→ **JOB 1**:
In the boxing forum thread, translate this sentence into Spanish: "Gamboa deserves a huge amount of respect for the way he fought, but his chin failed him."
→ **JOB 2**:
In the boxing forum thread, what weight does Sister Sledge say Gamboa needs to go down to?

Crawford glass legs.


----------



## errsta (May 16, 2013)

Incredible fight. Crawford has so much dog in him...

Damn shame fighters in this stage of their careers don't get matched up like this more often.

What a fucking round this 9th.


----------



## MAG1965 (Jun 4, 2013)

well undefeated guys are showing us a great fight.


----------



## Rooster (Jul 14, 2013)

Done.


----------



## ChicoTheBoy (Jun 5, 2013)

Fuck man  Props to Crawford.


----------



## Mexi-Box (Jun 4, 2013)

10-9: Gamboa
10-9: Gamboa
10-9: Gamboa
10-9: Gamboa
8-10: Crawford
10-9: Gamboa
9-10: Crawford
8-10: Crawford

Gamboa throwing a hook and getting hit by a good hook by Crawford. Crawford getting hit by a Gamboa hook. Crawford coming forwards with a series of hooks. Gamboa hurt, oh shit, Crafword is hurt now. Gamboa stalking but he fails to catch Crawford. Initiate a clinch. Gmaboa coming forward but getting tied up. Gamboa getting pushed to the ropes. Gamboa gets countered. Gamboa coming fowards. Gamboa coming fowards with his lazy jab lands a good straight. Crawford backing up and trying to counter Gamboa. Gamboa hits Crawford up top. Gamboa getting rocked by a Crawford right. Gamboa hurt once again. Gamboa is down again! 

Gmaboa trying to trade he's badly hurt htough. Gamboa down again... And it's over. Win by Terrance Crawford.


----------



## Divi253 (Jun 4, 2013)

shit! its over


----------



## Juiceboxbiotch (May 16, 2013)

P4P performance. This kid is a star.


----------



## The Undefeated Gaul (Jun 4, 2013)

No glory in a win like that, honestly.


----------



## SimplyTuck (Jun 4, 2013)

Great fight.


----------



## ~Cellzki~ (Jun 3, 2013)

Crawford a G!!!!!


----------



## Hands of Iron (Jun 27, 2012)

Fucking INCREDIBLE!!!


----------



## TSOL (Dec 15, 2013)

crawford KO. Gamboa could've done better man. Too much of a hot head


----------



## Sweethome_Bama (Jul 29, 2012)

Crawford hurt
Gamboa hurt
GAMBOA down
Crawford FINISHED IT!!!!!!!!!!!!!!!
Crawford KO Gamboa


----------



## Rooster (Jul 14, 2013)

Another FOTY contender. This summer is amazing.


----------



## Nyanners :sad5 (Jun 8, 2012)

The Undefeated Gaul said:


> No glory in a win like that, honestly.


:huh


----------



## Ashikaga (Jun 5, 2013)

Gamboa is a fucking joke.

Crawford looked like shit against Burns.

Bumfiesta.


----------



## MAG1965 (Jun 4, 2013)

Juiceboxbiotch said:


> P4P performance. This kid is a star.


I wouldnt go that far. People always overrate things like this. A good win.


----------



## Sister Sledge (Oct 22, 2012)

Great, great fight. Crawford did his thing. Big ups to Gamboa for putting up such a good fight. He needs to go down to 130, though.


----------



## SouthPaw (May 24, 2013)

Gamboa deserves a huge amount of respect for the way he fought, but his chin failed him. Great finish from Bud.


----------



## errsta (May 16, 2013)

What a fucking fight.

Props to both guys for putting their 0 on the line BEFORE they cashed in on it.

→ **STORED ROWS**:
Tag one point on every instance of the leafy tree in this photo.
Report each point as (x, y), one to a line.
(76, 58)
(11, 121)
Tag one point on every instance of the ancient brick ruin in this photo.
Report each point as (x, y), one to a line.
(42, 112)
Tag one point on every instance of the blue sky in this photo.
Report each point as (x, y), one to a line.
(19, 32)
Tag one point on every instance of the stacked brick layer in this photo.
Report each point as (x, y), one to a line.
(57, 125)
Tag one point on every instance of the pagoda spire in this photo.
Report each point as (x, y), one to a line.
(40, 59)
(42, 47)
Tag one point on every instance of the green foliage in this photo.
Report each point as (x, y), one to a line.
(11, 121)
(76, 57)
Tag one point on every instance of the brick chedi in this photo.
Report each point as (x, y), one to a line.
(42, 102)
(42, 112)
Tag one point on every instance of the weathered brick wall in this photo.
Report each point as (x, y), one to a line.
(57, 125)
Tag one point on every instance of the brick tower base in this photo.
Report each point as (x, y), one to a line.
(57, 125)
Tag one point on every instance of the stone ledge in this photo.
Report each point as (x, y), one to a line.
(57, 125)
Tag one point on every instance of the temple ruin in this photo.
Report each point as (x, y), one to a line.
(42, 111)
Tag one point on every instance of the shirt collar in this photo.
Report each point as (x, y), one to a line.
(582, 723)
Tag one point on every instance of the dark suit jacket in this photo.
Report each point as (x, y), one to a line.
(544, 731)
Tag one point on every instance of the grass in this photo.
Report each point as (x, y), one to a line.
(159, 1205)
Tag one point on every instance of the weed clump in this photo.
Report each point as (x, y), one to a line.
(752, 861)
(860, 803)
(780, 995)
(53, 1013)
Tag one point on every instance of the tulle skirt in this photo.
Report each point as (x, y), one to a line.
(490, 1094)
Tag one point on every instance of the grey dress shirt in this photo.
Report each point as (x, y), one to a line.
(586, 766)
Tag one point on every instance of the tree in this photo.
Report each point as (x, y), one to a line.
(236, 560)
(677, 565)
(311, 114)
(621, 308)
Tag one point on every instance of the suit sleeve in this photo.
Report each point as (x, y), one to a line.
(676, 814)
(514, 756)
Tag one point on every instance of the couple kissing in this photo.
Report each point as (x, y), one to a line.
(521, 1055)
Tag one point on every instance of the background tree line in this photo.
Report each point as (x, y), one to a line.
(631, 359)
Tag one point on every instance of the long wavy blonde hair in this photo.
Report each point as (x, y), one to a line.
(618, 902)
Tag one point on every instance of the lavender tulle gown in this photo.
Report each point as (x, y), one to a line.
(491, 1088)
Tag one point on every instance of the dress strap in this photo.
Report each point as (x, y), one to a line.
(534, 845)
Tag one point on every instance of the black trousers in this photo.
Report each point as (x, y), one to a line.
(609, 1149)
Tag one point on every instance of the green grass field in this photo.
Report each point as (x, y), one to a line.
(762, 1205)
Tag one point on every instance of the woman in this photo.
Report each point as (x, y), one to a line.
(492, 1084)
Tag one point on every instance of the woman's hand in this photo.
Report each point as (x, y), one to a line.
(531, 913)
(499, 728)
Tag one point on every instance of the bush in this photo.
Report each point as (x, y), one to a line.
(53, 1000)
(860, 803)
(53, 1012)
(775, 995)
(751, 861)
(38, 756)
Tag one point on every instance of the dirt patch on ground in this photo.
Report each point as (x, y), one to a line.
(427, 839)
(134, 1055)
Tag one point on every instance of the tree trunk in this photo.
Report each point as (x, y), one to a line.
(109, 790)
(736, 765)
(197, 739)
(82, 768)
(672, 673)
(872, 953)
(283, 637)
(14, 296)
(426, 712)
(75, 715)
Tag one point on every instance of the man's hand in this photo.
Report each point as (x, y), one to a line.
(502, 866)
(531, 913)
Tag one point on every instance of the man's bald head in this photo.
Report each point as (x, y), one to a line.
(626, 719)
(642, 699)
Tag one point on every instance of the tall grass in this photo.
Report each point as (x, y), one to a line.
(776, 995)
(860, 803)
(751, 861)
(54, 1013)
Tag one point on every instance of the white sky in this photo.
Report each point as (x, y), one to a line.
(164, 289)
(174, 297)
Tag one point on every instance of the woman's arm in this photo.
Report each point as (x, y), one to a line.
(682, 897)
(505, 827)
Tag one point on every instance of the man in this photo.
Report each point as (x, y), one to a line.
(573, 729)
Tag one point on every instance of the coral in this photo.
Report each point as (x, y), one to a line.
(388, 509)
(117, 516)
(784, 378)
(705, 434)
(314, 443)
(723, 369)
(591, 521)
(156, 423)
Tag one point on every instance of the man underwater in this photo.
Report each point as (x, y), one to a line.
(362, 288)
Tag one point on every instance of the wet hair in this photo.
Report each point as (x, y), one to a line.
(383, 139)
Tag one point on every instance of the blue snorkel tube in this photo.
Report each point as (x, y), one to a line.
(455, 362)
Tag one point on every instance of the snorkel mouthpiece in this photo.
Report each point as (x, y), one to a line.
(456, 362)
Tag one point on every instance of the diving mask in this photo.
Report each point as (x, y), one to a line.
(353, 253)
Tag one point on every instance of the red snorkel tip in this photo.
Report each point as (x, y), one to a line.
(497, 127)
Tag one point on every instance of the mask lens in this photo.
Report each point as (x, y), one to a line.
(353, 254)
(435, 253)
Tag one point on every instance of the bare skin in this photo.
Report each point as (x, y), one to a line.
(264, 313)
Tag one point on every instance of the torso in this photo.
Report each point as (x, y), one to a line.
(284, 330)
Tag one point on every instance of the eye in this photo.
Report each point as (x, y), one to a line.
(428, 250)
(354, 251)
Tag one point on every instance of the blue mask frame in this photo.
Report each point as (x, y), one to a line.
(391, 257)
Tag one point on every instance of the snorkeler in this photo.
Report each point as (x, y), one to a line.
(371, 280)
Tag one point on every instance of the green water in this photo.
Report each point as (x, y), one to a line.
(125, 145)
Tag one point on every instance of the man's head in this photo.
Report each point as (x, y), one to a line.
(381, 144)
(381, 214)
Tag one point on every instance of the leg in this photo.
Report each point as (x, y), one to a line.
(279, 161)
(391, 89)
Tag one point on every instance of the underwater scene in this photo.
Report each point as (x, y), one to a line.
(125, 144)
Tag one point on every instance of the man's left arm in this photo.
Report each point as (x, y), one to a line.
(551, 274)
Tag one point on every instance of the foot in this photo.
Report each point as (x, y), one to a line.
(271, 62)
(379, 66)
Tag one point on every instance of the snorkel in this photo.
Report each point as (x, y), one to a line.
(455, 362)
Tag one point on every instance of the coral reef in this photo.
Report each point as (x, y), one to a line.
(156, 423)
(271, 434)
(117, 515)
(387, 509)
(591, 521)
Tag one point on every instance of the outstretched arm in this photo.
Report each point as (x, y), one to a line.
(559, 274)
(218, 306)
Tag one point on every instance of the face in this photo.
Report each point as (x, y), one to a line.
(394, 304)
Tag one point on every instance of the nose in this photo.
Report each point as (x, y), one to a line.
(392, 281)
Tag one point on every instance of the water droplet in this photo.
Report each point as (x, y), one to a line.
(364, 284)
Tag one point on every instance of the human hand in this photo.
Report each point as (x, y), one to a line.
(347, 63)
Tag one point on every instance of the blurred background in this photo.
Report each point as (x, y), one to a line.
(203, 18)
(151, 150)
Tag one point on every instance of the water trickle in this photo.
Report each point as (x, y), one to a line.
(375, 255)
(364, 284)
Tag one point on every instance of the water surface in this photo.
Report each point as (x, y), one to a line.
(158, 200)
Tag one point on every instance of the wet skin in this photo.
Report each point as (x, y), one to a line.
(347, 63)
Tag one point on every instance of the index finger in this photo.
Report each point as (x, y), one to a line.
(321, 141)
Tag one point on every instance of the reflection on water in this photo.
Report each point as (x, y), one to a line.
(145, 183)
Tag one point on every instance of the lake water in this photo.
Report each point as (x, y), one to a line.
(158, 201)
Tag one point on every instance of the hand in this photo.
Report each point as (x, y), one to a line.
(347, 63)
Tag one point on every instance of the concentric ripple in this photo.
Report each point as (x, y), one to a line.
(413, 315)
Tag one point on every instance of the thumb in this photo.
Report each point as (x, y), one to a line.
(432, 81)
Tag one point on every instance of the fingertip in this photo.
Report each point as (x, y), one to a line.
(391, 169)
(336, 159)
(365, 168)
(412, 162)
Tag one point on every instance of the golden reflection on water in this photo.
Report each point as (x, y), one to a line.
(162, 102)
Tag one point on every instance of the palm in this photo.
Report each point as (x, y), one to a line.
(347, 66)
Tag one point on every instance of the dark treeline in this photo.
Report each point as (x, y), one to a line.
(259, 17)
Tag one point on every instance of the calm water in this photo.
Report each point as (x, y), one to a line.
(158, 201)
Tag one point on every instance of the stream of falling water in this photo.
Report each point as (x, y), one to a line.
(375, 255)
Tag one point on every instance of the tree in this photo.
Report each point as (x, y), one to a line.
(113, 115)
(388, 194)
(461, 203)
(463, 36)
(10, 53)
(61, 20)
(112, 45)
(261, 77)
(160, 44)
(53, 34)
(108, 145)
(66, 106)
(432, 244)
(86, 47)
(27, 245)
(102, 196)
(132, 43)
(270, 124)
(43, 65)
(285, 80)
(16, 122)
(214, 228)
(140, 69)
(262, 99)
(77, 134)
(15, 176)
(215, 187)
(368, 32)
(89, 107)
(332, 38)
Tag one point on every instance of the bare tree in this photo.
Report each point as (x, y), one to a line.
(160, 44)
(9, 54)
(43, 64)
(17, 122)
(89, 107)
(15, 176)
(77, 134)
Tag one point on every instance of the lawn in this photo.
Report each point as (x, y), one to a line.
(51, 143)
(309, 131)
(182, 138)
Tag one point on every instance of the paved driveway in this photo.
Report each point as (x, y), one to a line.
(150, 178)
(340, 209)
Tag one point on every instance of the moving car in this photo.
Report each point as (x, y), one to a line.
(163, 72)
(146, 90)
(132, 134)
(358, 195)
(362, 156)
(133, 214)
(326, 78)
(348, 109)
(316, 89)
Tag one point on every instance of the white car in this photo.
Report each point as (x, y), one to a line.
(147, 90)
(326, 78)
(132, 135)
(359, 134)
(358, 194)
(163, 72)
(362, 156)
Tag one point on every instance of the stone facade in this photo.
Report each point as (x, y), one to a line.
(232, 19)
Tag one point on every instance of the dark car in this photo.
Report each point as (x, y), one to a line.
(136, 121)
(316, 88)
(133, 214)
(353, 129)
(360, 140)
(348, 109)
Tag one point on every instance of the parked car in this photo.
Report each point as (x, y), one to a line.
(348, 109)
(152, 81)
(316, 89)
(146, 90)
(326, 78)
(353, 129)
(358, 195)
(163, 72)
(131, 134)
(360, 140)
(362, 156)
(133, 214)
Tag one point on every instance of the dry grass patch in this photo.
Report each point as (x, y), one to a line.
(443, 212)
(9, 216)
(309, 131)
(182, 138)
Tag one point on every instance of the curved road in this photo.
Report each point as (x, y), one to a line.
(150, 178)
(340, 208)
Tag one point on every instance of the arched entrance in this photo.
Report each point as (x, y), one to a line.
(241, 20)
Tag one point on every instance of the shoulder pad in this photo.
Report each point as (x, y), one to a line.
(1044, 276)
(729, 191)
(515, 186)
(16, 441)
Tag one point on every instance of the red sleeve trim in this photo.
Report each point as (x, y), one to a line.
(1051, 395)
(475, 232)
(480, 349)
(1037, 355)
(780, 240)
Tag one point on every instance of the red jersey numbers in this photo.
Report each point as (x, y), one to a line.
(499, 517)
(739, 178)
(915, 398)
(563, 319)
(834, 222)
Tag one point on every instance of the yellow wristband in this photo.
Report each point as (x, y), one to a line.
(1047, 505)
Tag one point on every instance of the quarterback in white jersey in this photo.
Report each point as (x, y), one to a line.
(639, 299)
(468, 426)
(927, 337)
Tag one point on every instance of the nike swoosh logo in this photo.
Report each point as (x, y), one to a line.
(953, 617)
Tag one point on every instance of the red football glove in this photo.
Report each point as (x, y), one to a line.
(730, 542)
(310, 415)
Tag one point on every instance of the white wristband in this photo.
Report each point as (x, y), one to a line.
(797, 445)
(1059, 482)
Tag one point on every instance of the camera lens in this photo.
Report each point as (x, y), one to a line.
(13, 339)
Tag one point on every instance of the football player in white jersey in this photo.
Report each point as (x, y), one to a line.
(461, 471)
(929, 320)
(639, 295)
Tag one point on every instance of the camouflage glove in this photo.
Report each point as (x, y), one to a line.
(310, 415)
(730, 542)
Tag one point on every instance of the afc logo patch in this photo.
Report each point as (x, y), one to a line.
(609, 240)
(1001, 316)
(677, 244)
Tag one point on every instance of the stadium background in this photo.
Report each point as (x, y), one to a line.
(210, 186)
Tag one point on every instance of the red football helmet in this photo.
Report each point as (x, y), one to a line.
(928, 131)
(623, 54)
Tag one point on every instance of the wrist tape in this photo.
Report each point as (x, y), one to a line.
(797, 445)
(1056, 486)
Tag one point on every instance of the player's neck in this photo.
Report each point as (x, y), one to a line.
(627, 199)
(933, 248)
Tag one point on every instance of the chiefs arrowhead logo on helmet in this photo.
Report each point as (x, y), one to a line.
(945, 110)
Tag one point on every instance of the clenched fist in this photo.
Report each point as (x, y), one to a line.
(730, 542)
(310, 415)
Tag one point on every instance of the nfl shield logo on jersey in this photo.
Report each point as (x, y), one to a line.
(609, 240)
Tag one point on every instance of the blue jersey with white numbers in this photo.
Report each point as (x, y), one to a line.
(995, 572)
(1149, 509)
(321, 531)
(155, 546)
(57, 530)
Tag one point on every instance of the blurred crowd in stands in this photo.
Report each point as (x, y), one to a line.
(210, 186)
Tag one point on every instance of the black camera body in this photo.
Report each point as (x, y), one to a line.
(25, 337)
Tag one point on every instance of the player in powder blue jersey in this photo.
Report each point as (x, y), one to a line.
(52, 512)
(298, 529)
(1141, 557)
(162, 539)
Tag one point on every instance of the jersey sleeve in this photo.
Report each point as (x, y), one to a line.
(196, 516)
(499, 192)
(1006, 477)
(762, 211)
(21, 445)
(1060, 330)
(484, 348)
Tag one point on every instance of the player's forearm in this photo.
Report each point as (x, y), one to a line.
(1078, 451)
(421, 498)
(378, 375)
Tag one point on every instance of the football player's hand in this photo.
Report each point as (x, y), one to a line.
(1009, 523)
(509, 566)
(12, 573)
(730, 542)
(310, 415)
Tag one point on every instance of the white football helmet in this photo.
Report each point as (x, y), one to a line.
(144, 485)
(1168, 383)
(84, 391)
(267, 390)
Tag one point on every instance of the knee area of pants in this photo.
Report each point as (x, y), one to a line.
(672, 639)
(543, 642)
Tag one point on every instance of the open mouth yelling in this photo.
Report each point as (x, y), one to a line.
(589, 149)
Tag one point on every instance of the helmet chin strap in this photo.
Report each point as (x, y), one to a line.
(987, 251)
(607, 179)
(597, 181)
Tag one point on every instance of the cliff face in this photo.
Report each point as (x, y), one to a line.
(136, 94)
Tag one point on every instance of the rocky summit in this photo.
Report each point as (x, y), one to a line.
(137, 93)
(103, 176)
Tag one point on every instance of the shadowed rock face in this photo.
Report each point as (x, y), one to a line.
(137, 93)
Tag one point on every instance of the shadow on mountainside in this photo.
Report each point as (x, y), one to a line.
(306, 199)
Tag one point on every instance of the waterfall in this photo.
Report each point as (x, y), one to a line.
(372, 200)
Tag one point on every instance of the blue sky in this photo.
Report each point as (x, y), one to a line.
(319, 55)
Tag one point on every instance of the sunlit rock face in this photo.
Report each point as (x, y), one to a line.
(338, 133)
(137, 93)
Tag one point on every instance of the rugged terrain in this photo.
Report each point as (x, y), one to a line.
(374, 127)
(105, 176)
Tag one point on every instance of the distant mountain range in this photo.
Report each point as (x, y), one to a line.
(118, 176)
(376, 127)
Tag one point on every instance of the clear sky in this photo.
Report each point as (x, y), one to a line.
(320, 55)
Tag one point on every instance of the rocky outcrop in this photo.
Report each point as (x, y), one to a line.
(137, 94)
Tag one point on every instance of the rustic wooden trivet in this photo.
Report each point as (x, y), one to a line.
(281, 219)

→ **EXERCISE RESULT 1**:
Gamboa merece muchísimo respeto por la forma en que peleó, pero su mentón le falló.

→ **EXERCISE RESULT 2**:
130